▸ Requirements: Edit the records from the line with "Target: ceiling air vent" through the end of the records, changing "air vent" to "vent cover" and keeping everything else the same. Give back only those lines.

#### Dataset ####

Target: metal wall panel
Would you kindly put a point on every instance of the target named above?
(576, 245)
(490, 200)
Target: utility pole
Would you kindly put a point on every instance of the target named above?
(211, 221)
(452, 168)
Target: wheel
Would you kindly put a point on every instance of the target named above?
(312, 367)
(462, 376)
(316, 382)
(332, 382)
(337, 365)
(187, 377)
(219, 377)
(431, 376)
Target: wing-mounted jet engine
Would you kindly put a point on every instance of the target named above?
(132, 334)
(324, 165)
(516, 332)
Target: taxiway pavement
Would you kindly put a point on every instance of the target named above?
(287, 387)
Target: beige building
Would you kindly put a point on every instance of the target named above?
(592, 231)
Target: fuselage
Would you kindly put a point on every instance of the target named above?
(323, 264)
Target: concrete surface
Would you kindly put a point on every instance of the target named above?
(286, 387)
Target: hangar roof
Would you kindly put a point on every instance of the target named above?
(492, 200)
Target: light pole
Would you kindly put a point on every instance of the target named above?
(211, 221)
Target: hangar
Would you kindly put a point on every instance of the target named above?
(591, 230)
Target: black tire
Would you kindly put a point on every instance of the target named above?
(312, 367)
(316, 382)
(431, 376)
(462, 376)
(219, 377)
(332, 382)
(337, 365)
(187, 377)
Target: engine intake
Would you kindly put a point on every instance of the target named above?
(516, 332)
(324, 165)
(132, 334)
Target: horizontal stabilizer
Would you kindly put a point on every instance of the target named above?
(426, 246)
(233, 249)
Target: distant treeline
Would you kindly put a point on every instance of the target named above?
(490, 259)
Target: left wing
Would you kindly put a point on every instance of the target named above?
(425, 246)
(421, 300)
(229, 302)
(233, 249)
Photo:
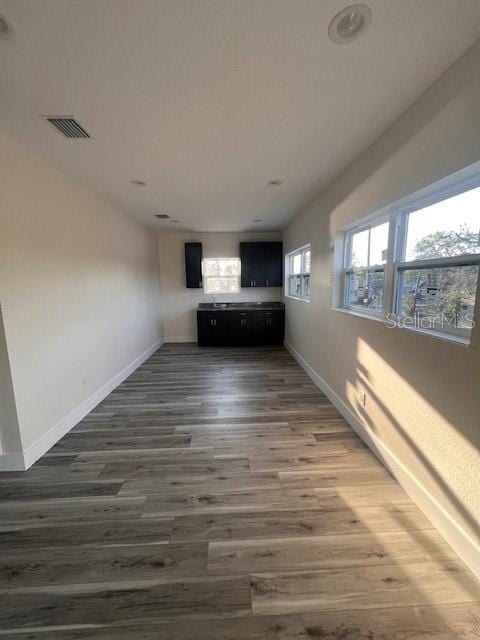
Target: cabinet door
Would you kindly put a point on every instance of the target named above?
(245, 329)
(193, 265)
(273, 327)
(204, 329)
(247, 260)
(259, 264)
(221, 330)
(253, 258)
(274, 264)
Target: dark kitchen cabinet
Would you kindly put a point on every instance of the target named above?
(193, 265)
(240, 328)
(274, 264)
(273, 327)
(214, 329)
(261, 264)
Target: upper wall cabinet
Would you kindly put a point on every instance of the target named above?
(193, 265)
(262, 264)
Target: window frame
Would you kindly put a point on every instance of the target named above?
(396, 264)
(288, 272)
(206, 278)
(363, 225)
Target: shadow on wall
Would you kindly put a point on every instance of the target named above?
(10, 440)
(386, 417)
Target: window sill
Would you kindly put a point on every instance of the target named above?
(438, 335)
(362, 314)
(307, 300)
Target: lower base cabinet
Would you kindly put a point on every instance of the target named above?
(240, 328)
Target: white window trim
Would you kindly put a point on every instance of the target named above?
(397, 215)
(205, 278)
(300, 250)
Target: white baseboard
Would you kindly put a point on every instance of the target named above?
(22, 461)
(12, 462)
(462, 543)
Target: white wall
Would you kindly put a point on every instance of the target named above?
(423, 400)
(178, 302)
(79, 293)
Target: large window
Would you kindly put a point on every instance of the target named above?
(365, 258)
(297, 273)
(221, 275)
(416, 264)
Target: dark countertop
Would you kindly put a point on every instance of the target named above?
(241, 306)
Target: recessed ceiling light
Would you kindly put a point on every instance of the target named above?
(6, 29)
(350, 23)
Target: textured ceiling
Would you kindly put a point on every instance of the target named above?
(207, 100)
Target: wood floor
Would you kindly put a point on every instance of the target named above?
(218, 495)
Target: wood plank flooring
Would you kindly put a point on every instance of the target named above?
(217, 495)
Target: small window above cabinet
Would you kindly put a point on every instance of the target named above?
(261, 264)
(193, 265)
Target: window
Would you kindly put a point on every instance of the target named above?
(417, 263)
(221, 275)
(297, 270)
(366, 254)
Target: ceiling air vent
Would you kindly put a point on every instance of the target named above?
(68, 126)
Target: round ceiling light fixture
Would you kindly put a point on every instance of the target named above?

####

▸ The response:
Target: ceiling vent cover
Would you kindly put a point on every instance of the target named above?
(68, 126)
Target: round ceiling light fixture
Would you kindly put a point on every instance of the target named above?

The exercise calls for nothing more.